╭─ Supplied data
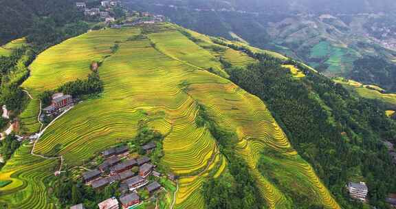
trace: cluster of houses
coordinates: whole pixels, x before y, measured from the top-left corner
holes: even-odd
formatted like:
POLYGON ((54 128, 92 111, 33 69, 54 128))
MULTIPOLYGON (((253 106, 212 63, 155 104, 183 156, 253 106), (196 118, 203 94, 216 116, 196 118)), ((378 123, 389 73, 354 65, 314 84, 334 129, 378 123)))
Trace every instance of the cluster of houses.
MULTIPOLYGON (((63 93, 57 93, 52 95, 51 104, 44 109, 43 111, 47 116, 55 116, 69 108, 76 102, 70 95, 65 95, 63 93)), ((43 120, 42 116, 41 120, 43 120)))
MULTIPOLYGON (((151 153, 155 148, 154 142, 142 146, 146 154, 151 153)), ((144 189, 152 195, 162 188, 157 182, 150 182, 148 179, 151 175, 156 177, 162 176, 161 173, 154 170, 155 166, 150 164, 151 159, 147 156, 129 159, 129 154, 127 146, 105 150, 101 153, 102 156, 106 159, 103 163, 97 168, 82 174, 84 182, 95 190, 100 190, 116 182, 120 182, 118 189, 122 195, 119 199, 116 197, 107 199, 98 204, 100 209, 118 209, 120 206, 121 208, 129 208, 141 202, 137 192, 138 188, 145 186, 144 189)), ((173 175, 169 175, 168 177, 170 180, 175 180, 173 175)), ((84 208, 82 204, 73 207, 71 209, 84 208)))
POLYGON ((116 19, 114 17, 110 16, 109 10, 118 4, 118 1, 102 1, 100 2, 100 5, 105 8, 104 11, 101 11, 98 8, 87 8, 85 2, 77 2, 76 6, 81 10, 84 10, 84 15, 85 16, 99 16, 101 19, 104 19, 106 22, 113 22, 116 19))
╰─
╭─ Supplied data
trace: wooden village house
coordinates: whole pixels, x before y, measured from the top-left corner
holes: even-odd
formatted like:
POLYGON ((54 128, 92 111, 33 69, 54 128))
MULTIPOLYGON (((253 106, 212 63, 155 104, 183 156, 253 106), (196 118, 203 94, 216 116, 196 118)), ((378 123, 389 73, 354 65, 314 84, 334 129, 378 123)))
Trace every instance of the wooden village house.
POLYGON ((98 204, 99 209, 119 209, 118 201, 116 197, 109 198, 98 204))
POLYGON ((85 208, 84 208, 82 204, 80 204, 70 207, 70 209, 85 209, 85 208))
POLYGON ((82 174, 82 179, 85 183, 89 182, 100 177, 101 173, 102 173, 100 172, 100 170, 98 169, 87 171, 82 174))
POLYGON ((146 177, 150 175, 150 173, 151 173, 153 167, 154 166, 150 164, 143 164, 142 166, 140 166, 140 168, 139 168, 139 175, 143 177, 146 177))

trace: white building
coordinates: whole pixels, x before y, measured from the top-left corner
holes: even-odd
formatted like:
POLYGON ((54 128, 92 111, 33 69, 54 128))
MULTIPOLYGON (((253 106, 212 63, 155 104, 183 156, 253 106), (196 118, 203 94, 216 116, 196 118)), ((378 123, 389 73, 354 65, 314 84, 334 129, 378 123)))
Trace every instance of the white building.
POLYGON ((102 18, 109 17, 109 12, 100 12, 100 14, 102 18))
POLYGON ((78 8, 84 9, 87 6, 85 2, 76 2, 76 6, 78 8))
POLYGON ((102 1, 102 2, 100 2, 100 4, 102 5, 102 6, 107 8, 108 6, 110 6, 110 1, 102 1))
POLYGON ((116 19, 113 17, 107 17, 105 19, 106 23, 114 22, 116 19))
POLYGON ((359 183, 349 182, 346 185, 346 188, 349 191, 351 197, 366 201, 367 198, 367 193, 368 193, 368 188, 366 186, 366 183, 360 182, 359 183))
╰─
╭─ Supplied data
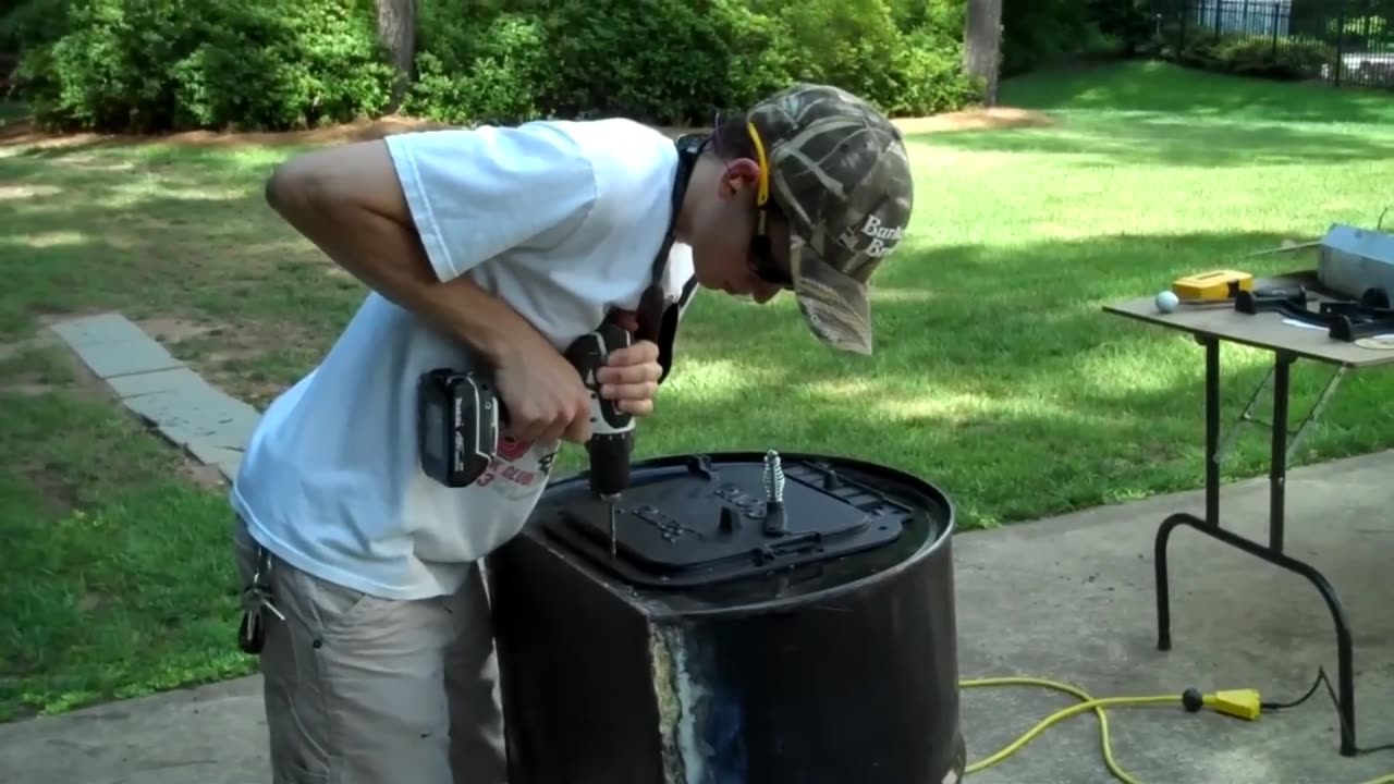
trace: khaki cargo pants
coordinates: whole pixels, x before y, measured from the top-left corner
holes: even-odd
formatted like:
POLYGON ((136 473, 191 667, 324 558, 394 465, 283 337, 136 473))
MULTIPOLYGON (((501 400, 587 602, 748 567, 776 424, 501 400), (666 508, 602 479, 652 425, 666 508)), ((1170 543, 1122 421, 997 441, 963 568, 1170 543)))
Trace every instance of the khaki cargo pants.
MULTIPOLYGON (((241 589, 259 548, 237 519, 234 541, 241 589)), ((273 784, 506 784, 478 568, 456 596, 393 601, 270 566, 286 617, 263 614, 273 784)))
╰─
### Problem to solve
Copy everything from the line containing "trace: wooden village house" down to the line containing "POLYGON ((85 208, 84", renaming "wooden village house" to "timber farmhouse" and keeping all else the same.

### Response to this task
trace: timber farmhouse
coordinates: whole pixels, x before y, measured from the top-left corner
holes: even-odd
formatted like:
POLYGON ((54 128, 92 111, 33 69, 54 128))
MULTIPOLYGON (((253 106, 212 63, 155 104, 183 156, 253 106), (196 118, 203 94, 216 116, 196 118)), ((378 123, 389 73, 354 65, 314 84, 334 129, 378 123)))
Trace every instance of the timber farmhouse.
POLYGON ((98 204, 99 209, 119 209, 118 201, 116 197, 109 198, 98 204))
POLYGON ((85 208, 84 208, 82 204, 80 204, 70 207, 70 209, 85 209, 85 208))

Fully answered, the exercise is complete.